WHAT NEEDS TO BE DONE:
Count the lines in the listing below that contain the string "pilaster". Give only the number.

RECORDS TO PROCESS:
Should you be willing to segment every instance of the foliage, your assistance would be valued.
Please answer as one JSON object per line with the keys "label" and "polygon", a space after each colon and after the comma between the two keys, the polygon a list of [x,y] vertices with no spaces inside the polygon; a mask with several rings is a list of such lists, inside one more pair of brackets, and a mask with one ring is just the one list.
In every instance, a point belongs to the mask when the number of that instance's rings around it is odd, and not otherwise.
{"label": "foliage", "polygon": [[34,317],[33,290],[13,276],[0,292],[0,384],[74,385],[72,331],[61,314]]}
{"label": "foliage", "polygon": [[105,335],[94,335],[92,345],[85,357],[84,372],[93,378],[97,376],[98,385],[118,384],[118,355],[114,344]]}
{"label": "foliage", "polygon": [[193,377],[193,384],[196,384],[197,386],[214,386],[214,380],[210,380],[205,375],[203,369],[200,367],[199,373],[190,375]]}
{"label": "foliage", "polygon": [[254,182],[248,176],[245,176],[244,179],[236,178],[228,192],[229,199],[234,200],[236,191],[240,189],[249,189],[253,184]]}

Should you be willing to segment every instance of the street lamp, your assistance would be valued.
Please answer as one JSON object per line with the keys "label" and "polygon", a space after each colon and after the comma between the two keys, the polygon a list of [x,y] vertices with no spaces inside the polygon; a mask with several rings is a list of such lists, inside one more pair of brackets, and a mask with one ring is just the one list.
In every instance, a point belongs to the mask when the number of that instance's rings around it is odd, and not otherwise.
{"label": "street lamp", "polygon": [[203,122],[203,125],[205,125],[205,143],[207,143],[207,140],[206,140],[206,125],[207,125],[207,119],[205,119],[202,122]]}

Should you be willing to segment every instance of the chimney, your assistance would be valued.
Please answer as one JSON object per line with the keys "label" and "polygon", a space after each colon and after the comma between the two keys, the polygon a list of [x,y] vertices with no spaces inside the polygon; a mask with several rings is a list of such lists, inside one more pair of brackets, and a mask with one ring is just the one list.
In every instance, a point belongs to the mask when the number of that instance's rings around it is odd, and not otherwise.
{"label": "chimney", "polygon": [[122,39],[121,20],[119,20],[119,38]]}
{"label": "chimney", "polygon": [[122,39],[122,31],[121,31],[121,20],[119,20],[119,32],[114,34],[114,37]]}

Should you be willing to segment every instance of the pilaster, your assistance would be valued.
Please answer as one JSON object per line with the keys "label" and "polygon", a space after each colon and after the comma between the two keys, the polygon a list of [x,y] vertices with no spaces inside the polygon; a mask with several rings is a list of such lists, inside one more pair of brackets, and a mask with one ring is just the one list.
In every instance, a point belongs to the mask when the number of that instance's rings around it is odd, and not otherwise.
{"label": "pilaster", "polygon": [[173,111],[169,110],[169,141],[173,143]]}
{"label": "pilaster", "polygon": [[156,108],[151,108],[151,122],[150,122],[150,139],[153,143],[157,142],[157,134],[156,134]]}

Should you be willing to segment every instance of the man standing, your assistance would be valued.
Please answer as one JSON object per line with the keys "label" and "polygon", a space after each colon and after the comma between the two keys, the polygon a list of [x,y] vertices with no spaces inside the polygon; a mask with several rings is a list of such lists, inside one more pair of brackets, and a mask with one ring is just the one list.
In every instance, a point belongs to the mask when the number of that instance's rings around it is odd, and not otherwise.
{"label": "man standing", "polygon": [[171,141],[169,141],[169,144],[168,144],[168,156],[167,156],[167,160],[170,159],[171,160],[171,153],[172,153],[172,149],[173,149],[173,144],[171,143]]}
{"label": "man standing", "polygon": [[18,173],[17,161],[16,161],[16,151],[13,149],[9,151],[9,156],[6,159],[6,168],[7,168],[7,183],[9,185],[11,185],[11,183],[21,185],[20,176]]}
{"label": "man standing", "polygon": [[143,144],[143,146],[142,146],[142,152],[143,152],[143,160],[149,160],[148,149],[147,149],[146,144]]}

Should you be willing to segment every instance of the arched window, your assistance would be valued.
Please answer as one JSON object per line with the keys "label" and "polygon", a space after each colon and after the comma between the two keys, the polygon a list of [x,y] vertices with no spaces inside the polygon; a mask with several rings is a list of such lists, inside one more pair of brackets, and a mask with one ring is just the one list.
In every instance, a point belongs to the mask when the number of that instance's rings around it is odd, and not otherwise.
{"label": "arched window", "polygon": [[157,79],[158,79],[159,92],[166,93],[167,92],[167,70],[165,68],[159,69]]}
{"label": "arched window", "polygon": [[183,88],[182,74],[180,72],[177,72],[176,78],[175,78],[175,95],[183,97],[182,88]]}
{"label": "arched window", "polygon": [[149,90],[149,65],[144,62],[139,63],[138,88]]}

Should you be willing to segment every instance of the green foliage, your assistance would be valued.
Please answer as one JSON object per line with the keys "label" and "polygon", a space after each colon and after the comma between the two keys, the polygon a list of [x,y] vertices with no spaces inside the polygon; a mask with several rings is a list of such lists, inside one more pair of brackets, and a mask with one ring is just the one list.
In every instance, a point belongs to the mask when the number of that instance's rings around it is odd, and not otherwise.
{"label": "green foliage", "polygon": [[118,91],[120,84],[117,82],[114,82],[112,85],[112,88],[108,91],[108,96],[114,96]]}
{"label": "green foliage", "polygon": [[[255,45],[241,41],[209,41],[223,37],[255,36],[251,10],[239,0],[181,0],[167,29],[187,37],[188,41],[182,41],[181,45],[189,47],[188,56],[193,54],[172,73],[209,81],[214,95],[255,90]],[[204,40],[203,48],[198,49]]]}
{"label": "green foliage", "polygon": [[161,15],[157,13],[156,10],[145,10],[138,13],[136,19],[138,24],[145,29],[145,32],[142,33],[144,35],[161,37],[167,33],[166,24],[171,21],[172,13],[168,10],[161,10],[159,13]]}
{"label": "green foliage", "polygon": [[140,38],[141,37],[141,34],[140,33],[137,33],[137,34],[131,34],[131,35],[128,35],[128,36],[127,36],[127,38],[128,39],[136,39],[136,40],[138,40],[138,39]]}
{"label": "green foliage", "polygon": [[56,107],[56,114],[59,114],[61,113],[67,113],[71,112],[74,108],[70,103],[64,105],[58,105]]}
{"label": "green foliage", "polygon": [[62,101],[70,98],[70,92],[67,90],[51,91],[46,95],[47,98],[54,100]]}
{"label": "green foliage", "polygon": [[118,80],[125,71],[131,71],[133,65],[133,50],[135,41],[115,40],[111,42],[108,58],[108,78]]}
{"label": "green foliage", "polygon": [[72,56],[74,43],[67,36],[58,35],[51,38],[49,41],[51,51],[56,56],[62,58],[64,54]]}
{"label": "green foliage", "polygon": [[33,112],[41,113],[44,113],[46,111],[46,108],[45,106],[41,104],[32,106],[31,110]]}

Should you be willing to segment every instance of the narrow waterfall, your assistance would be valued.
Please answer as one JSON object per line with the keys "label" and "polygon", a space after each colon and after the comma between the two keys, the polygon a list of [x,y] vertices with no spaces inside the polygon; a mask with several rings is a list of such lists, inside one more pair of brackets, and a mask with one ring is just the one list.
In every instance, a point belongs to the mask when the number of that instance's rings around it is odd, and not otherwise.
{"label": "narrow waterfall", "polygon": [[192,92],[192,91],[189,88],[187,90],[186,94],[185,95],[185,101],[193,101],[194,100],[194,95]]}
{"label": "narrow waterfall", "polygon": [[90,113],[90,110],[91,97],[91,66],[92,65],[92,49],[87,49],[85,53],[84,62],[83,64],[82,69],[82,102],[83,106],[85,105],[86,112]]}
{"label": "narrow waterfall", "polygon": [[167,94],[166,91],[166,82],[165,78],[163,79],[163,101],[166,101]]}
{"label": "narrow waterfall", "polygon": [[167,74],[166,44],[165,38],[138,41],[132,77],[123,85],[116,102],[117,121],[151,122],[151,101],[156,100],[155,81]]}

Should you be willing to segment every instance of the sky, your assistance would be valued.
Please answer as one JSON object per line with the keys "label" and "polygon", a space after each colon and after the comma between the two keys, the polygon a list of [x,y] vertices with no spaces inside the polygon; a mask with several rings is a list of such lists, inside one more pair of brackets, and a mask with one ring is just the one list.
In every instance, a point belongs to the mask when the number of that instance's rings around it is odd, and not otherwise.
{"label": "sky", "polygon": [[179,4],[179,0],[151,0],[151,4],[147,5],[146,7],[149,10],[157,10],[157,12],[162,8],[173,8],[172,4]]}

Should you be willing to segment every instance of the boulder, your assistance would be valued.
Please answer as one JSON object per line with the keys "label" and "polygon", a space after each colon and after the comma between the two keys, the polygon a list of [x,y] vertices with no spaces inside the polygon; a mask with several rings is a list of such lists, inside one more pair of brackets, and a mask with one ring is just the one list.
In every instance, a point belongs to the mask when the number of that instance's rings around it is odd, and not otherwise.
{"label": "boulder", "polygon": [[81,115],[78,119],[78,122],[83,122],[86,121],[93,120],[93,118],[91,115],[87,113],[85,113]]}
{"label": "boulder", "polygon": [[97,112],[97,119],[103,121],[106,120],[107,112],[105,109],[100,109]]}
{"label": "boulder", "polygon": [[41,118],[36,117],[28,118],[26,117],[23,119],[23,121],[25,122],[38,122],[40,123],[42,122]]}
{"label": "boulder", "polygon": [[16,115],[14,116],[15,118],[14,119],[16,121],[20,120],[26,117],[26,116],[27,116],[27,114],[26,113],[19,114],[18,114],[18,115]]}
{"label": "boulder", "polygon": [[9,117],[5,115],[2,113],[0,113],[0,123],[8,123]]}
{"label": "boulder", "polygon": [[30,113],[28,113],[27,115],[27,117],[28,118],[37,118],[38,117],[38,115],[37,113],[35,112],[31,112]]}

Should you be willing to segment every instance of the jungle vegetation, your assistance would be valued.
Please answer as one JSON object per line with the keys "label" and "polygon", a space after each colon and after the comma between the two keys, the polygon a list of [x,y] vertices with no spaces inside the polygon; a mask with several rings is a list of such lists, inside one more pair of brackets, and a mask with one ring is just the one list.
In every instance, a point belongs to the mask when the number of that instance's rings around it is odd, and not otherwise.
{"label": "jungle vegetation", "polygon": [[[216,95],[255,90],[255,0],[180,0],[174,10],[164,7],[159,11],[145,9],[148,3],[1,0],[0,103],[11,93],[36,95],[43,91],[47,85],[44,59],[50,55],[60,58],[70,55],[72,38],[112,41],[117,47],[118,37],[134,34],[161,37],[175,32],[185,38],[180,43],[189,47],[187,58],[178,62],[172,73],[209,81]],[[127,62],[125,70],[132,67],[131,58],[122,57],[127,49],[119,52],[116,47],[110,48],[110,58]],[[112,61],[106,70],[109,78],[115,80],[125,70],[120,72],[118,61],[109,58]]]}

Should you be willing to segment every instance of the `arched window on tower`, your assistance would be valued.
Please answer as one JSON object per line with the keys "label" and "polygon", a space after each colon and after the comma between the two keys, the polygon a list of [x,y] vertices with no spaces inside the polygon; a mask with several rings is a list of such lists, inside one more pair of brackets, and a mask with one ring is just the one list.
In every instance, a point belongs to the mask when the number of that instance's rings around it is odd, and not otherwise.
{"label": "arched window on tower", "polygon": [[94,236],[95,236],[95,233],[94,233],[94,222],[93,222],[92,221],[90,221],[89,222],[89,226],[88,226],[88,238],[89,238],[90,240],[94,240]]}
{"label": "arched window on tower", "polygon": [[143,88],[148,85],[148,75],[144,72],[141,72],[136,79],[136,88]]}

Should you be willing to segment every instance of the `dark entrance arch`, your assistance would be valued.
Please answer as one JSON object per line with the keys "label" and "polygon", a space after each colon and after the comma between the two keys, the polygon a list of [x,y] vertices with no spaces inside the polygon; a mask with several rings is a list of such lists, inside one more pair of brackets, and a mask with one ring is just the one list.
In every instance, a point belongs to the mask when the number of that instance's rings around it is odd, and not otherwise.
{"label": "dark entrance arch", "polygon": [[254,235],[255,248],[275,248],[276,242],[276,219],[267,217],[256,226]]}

OUTPUT BELOW:
3